**PROVIDED MATERIAL**
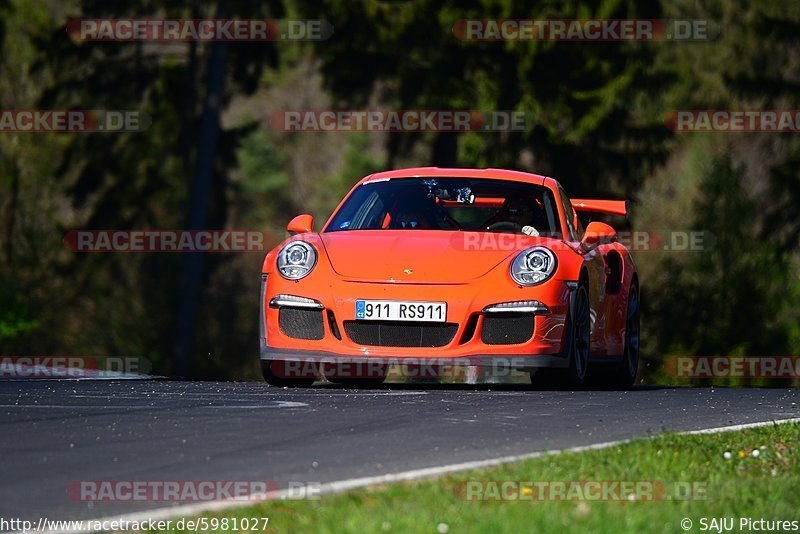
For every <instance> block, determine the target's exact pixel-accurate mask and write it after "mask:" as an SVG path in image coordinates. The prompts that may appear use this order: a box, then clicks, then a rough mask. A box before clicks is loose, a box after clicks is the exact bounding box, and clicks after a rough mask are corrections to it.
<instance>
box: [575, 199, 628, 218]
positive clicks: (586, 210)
mask: <svg viewBox="0 0 800 534" xmlns="http://www.w3.org/2000/svg"><path fill="white" fill-rule="evenodd" d="M570 202H572V207H573V208H574V209H575V211H581V212H584V211H589V212H593V213H607V214H609V215H622V216H627V215H628V205H629V204H630V203H629V202H628V201H627V200H595V199H590V198H574V199H570Z"/></svg>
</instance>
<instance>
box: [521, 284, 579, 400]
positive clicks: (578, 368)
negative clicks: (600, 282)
mask: <svg viewBox="0 0 800 534" xmlns="http://www.w3.org/2000/svg"><path fill="white" fill-rule="evenodd" d="M564 326H565V330H566V333H567V336H566V343H567V345H566V347H564V349H563V350H562V352H561V354H562V355H563V356H564V357H565V358H567V359H568V360H569V366H568V367H566V368H549V367H545V368H541V369H538V370H537V371H536V373H535V376H531V382H532V383H533V384H535V385H536V386H538V387H543V388H553V389H576V388H580V387H581V386H583V384H584V383H585V381H586V375H587V369H588V366H589V346H590V343H591V330H590V327H591V322H590V316H589V290H588V288H587V286H586V283H585V282H584V281H583V280H581V282H580V283H579V284H578V287H577V288H576V289H575V291H573V292H572V294H571V295H570V311H569V316H568V317H567V321H566V324H565V325H564Z"/></svg>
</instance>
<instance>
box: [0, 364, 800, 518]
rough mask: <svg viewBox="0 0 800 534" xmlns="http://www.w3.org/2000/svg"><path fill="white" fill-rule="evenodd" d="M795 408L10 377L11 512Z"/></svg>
mask: <svg viewBox="0 0 800 534" xmlns="http://www.w3.org/2000/svg"><path fill="white" fill-rule="evenodd" d="M793 417H800V393H799V392H798V391H797V390H784V389H769V390H768V389H710V388H699V389H688V388H679V389H673V388H639V389H634V390H631V391H581V392H546V391H532V390H529V389H527V388H525V387H522V386H518V387H514V386H505V387H504V386H464V385H453V386H406V385H402V386H383V387H380V388H375V389H369V390H350V389H342V388H340V387H335V386H325V385H321V386H316V387H314V388H312V389H306V390H288V389H278V388H272V387H269V386H267V385H266V384H263V383H260V382H249V383H216V382H167V381H92V380H88V381H77V380H19V381H0V455H1V456H0V457H1V458H2V461H1V462H0V517H6V518H9V517H14V518H22V519H36V518H38V517H40V516H44V517H48V518H50V519H81V518H98V517H105V516H110V515H117V514H125V513H132V512H138V511H141V510H143V509H147V508H161V507H164V506H166V504H165V503H163V502H144V503H143V502H136V503H126V502H98V503H86V502H81V501H79V500H76V499H73V498H71V497H69V496H68V495H67V488H68V486H69V485H70V484H71V483H74V482H75V481H82V480H114V481H120V480H147V481H155V480H158V481H162V480H239V481H250V480H274V481H276V482H277V483H278V484H279V485H280V486H281V487H284V486H285V485H286V484H288V483H289V482H290V481H295V482H300V481H305V482H311V483H316V482H330V481H336V480H342V479H349V478H354V477H362V476H372V475H380V474H385V473H393V472H398V471H404V470H409V469H415V468H422V467H431V466H438V465H443V464H452V463H458V462H465V461H472V460H481V459H486V458H493V457H498V456H505V455H510V454H521V453H527V452H532V451H539V450H545V449H551V450H552V449H560V448H565V447H572V446H579V445H588V444H592V443H599V442H605V441H611V440H618V439H624V438H630V437H634V436H645V435H648V434H652V433H657V432H660V431H662V430H665V429H668V430H693V429H701V428H708V427H717V426H725V425H731V424H743V423H752V422H757V421H769V420H773V419H788V418H793Z"/></svg>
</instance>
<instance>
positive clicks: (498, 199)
mask: <svg viewBox="0 0 800 534" xmlns="http://www.w3.org/2000/svg"><path fill="white" fill-rule="evenodd" d="M555 206H556V204H555V201H554V198H553V195H552V192H551V191H550V190H549V189H548V188H546V187H542V186H539V185H536V184H529V183H525V182H514V181H507V180H487V179H478V178H436V179H433V178H399V179H393V180H388V181H381V182H373V183H365V184H362V185H360V186H359V187H358V188H357V189H356V190H355V191H353V193H352V194H351V195H350V196H349V197H348V198H347V200H346V201H345V202H344V204H343V205H342V206H341V207H340V208H339V210H338V211H337V212H336V213H335V214H334V215H333V217H332V218H331V222H330V224H328V226H327V228H326V231H327V232H338V231H346V230H391V229H404V230H465V231H486V232H505V233H517V232H519V233H532V230H531V229H533V230H535V232H533V233H534V235H535V234H538V235H548V236H555V237H558V238H560V237H561V232H560V228H559V224H558V214H557V211H556V208H555Z"/></svg>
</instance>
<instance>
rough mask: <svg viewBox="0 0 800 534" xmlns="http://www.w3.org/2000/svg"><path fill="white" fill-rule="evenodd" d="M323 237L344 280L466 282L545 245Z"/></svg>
mask: <svg viewBox="0 0 800 534" xmlns="http://www.w3.org/2000/svg"><path fill="white" fill-rule="evenodd" d="M503 236H504V237H503ZM321 237H322V241H323V242H324V244H325V249H326V251H327V253H328V258H329V259H330V262H331V266H332V267H333V269H334V271H336V272H337V273H338V274H339V275H341V276H342V277H343V278H346V279H349V280H355V281H364V282H393V283H410V284H464V283H468V282H469V281H470V280H473V279H475V278H478V277H480V276H483V275H484V274H486V273H487V272H489V271H490V270H492V269H493V268H494V267H496V266H497V265H498V264H499V263H501V262H502V261H503V260H505V259H506V258H508V257H509V256H511V255H513V254H515V253H516V251H517V250H520V248H525V247H527V246H532V245H535V244H538V243H540V242H542V238H536V237H529V236H524V235H510V234H487V233H483V232H452V231H438V230H416V231H414V230H411V231H409V230H351V231H344V232H328V233H323V234H321Z"/></svg>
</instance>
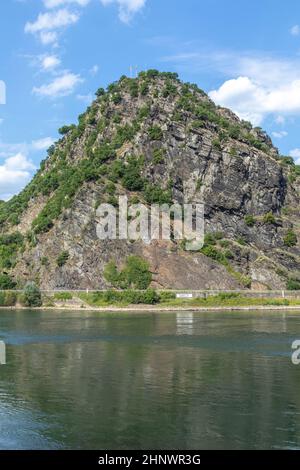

**TASK GOAL**
Put each line of the data above into a Markdown table with two columns, Index and Entry, numbering the rows consecutively and omitting blank lines. Exclude the image placeholders from the table.

**WRITTEN SOLUTION**
| Index | Entry |
|---|---|
| 1 | For every <instance> block, determine the target's exact pixel-accurate mask and write it after "mask:" as an SVG path in image coordinates. The prompts that may appear use this order: a box, then clicks, then a rough mask. A box before clicks is loose, a box after clicks is the exact bounding box, and clicks after a rough mask are corrections to it. |
| 2 | <instance> |
| 3 | box: [575, 199, 628, 218] |
| 4 | positive clicks: (586, 210) |
| 5 | mask: <svg viewBox="0 0 800 534" xmlns="http://www.w3.org/2000/svg"><path fill="white" fill-rule="evenodd" d="M570 202H572V207H573V208H574V209H575V211H581V212H584V211H589V212H593V213H607V214H609V215H622V216H627V215H628V205H629V204H630V203H629V202H628V201H627V200H595V199H590V198H574V199H570Z"/></svg> |
| 6 | </instance> |
| 7 | <instance> |
| 8 | box: [521, 284, 579, 400] |
| 9 | positive clicks: (578, 368) |
| 10 | negative clicks: (600, 282) |
| 11 | mask: <svg viewBox="0 0 800 534" xmlns="http://www.w3.org/2000/svg"><path fill="white" fill-rule="evenodd" d="M564 326H565V330H566V333H567V336H566V343H567V345H566V347H564V349H563V350H562V352H561V354H562V355H563V356H564V357H565V358H567V359H568V360H569V366H568V367H566V368H549V367H545V368H541V369H538V370H537V371H536V373H535V376H531V382H532V383H533V384H535V385H536V386H538V387H543V388H553V389H576V388H580V387H581V386H583V384H584V383H585V381H586V375H587V369H588V366H589V346H590V343H591V330H590V327H591V322H590V316H589V290H588V288H587V286H586V283H585V282H584V281H583V280H581V282H580V283H579V284H578V287H577V288H576V289H575V291H573V292H572V294H571V295H570V311H569V316H568V317H567V321H566V324H565V325H564Z"/></svg> |
| 12 | </instance> |
| 13 | <instance> |
| 14 | box: [0, 364, 800, 518] |
| 15 | rough mask: <svg viewBox="0 0 800 534" xmlns="http://www.w3.org/2000/svg"><path fill="white" fill-rule="evenodd" d="M795 408L10 377L11 512Z"/></svg> |
| 16 | mask: <svg viewBox="0 0 800 534" xmlns="http://www.w3.org/2000/svg"><path fill="white" fill-rule="evenodd" d="M793 417H800V393H799V392H798V391H797V390H784V389H769V390H768V389H710V388H699V389H688V388H679V389H673V388H639V389H634V390H631V391H581V392H546V391H532V390H529V389H527V388H525V387H522V386H518V387H514V386H505V387H504V386H464V385H453V386H406V385H402V386H383V387H380V388H375V389H369V390H350V389H342V388H340V387H335V386H325V385H321V386H316V387H314V388H312V389H306V390H288V389H278V388H272V387H269V386H267V385H266V384H263V383H260V382H249V383H216V382H167V381H92V380H88V381H77V380H19V381H0V455H1V456H0V457H1V458H2V461H1V462H0V517H6V518H9V517H14V518H22V519H36V518H38V517H40V516H44V517H48V518H50V519H81V518H98V517H105V516H110V515H117V514H125V513H132V512H138V511H141V510H143V509H147V508H161V507H164V506H166V504H165V503H163V502H144V503H143V502H136V503H126V502H98V503H86V502H81V501H79V500H76V499H73V498H71V497H69V496H68V495H67V488H68V486H69V485H70V484H71V483H74V482H75V481H82V480H114V481H120V480H147V481H155V480H158V481H162V480H239V481H250V480H274V481H276V482H277V483H278V484H279V485H280V486H281V487H284V486H285V485H286V484H288V483H289V482H290V481H295V482H300V481H305V482H311V483H316V482H330V481H336V480H342V479H349V478H354V477H362V476H372V475H380V474H385V473H393V472H398V471H404V470H409V469H415V468H422V467H431V466H438V465H443V464H452V463H458V462H465V461H472V460H481V459H486V458H493V457H498V456H505V455H510V454H521V453H527V452H532V451H539V450H545V449H551V450H552V449H560V448H565V447H572V446H579V445H588V444H592V443H599V442H605V441H611V440H618V439H624V438H630V437H634V436H645V435H648V434H652V433H657V432H660V431H662V430H665V429H668V430H693V429H701V428H708V427H717V426H725V425H731V424H743V423H752V422H757V421H769V420H773V419H788V418H793Z"/></svg> |
| 17 | </instance> |
| 18 | <instance> |
| 19 | positive clicks: (498, 199) |
| 20 | mask: <svg viewBox="0 0 800 534" xmlns="http://www.w3.org/2000/svg"><path fill="white" fill-rule="evenodd" d="M555 206H556V204H555V201H554V198H553V195H552V192H551V191H550V190H549V189H548V188H546V187H542V186H539V185H536V184H529V183H525V182H514V181H507V180H487V179H478V178H436V179H433V178H399V179H393V180H388V181H381V182H373V183H365V184H362V185H360V186H359V187H358V188H357V189H356V190H355V191H353V193H352V194H351V195H350V196H349V197H348V198H347V200H346V201H345V202H344V204H343V205H342V206H341V207H340V208H339V210H338V211H337V212H336V213H335V214H334V215H333V217H332V218H331V222H330V224H328V226H327V228H326V231H327V232H338V231H346V230H391V229H404V230H465V231H486V232H505V233H517V232H519V233H532V230H531V229H533V230H535V232H533V233H534V235H535V234H538V235H548V236H555V237H558V238H560V237H561V232H560V228H559V224H558V214H557V211H556V208H555Z"/></svg> |
| 21 | </instance> |
| 22 | <instance> |
| 23 | rough mask: <svg viewBox="0 0 800 534" xmlns="http://www.w3.org/2000/svg"><path fill="white" fill-rule="evenodd" d="M323 237L344 280L466 282L545 245Z"/></svg> |
| 24 | mask: <svg viewBox="0 0 800 534" xmlns="http://www.w3.org/2000/svg"><path fill="white" fill-rule="evenodd" d="M503 236H504V237H503ZM321 237H322V241H323V242H324V244H325V249H326V251H327V253H328V258H329V259H330V262H331V266H332V267H333V269H334V271H336V272H337V273H338V274H339V275H341V276H342V277H343V278H346V279H349V280H355V281H364V282H393V283H410V284H464V283H468V282H469V281H470V280H473V279H475V278H478V277H480V276H483V275H484V274H486V273H487V272H489V271H490V270H492V269H493V268H494V267H496V266H497V265H498V264H499V263H501V262H502V261H503V260H505V259H506V258H508V257H509V256H511V255H513V254H515V253H516V251H517V250H520V248H525V247H527V246H532V245H535V244H538V243H540V242H542V238H536V237H529V236H524V235H510V234H487V233H483V232H452V231H438V230H416V231H414V230H411V231H409V230H351V231H344V232H328V233H323V234H321Z"/></svg> |
| 25 | </instance> |